The formula cash buyers use, a real Dallas-Fort Worth example, and how a cash offer compares to listing with an agent.

Most cash home buyers pay between 70 and 85 percent of what your home would sell for in top condition, with no fees, no repairs, and a close in about a week. Below is the formula they use, a real Dallas-Fort Worth example with numbers, and a clear look at why a cash sale puts more in your pocket than the sticker price suggests.
One thing first, so the numbers make sense.
Which kind of "cash buyer" this means
There are two. One is a regular family buying a home without a mortgage. The other is an investor or a company that advertises "we buy houses for cash." This guide covers the second kind, the buyer who purchases your home as-is and pays you directly. BEVA Homes is one of these buyers in the Dallas-Fort Worth area, and we buy houses in any condition.
The formula cash home buyers use
Almost every cash buyer uses a version of the same math:
Offer = (after-repair value times about 70 percent) minus repair costs
After-repair value is what your home would sell for once it is fully fixed up. Take that number, multiply it by roughly 70 percent, then subtract what the repairs will cost. What is left is your cash offer.

(Saved data entries)
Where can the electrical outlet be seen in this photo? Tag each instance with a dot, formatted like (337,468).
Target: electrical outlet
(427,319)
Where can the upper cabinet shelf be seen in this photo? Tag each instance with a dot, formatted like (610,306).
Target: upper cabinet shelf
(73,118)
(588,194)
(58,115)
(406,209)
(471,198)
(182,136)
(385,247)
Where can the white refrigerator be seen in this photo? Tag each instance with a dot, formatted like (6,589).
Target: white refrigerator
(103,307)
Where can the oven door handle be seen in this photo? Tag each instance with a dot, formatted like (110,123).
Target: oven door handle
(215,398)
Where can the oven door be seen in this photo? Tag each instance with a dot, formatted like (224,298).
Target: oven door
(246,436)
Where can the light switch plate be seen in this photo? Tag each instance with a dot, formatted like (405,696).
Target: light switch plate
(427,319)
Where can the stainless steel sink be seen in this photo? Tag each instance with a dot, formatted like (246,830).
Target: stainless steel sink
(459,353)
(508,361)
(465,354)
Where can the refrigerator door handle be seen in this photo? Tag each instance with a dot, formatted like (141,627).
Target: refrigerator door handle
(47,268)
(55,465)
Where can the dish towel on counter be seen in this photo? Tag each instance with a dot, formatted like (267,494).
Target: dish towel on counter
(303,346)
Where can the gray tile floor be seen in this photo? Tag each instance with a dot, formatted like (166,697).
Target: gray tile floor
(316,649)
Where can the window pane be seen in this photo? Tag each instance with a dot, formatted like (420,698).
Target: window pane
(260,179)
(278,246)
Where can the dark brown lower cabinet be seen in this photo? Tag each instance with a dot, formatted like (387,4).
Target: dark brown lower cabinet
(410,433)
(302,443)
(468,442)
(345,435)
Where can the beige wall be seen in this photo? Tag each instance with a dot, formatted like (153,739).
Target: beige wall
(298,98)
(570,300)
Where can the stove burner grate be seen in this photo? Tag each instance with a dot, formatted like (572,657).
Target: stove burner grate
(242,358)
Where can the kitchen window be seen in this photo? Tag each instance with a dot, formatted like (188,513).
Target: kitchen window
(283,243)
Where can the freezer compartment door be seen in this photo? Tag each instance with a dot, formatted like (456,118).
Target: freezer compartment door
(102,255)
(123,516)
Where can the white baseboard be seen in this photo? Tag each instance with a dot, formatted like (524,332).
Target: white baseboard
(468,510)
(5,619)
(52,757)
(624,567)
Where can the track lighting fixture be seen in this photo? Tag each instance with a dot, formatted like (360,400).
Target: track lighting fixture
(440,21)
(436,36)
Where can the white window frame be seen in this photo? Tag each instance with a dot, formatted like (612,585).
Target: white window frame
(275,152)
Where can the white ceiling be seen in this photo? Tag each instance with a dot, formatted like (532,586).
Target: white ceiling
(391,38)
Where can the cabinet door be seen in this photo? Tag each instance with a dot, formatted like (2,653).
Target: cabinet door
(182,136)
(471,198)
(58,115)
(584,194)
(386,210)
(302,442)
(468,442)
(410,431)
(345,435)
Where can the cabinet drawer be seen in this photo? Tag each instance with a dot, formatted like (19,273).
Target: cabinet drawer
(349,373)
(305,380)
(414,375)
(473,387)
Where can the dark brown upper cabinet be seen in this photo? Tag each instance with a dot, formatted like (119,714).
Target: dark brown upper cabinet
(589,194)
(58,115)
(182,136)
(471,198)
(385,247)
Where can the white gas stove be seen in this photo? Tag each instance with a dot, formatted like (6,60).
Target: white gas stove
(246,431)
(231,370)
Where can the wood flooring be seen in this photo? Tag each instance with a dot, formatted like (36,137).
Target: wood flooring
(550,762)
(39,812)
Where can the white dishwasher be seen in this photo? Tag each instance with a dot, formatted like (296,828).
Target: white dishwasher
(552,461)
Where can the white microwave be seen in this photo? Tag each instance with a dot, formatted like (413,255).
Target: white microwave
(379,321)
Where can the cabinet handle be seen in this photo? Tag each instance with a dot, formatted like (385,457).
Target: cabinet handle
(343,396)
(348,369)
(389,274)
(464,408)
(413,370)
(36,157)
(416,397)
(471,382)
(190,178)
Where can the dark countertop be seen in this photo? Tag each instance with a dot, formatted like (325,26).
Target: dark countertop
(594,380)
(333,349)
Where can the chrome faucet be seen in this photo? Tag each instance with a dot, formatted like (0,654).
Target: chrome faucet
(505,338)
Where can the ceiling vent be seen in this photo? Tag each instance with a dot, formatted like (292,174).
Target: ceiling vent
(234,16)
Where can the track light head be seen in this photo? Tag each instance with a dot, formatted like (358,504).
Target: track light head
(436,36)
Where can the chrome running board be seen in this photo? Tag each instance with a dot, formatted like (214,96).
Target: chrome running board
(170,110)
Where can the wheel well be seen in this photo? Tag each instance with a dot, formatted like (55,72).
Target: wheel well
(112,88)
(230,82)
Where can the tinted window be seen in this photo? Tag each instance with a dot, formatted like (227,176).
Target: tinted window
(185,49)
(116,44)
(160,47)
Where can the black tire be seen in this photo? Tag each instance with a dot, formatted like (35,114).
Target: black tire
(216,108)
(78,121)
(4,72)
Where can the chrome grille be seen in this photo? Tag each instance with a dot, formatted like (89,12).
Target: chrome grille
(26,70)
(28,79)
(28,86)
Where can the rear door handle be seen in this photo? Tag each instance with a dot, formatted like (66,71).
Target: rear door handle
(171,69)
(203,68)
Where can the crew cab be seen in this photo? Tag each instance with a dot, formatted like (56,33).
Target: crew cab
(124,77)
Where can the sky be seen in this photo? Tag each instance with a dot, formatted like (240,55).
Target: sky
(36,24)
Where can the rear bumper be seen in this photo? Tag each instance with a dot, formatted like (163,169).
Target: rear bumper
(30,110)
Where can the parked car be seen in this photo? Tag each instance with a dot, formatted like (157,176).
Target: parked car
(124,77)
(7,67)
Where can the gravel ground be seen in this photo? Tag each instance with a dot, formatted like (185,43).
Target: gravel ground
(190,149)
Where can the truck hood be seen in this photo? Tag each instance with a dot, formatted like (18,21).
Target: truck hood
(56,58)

Task statement
Decide whether each statement agrees with the article on cash home offers, and for each one give yes or no along with the words of the article that settle it, quoted exactly. (a) Most cash home buyers pay between 70 and 85 percent of what a home would sell for in top condition. (b) The guide is about regular families who buy a home without a mortgage. (c) In the formula, repair costs are subtracted after the after-repair value is multiplied by about 70 percent. Rely only on the text when working through what comes next.

Reply to the exercise
(a) Yes: "Most cash home buyers pay between 70 and 85 percent of what your home would sell for in top condition"
(b) No: "This guide covers the second kind, the buyer who purchases your home as-is and pays you directly."
(c) Yes: "multiply it by roughly 70 percent, then subtract what the repairs will cost."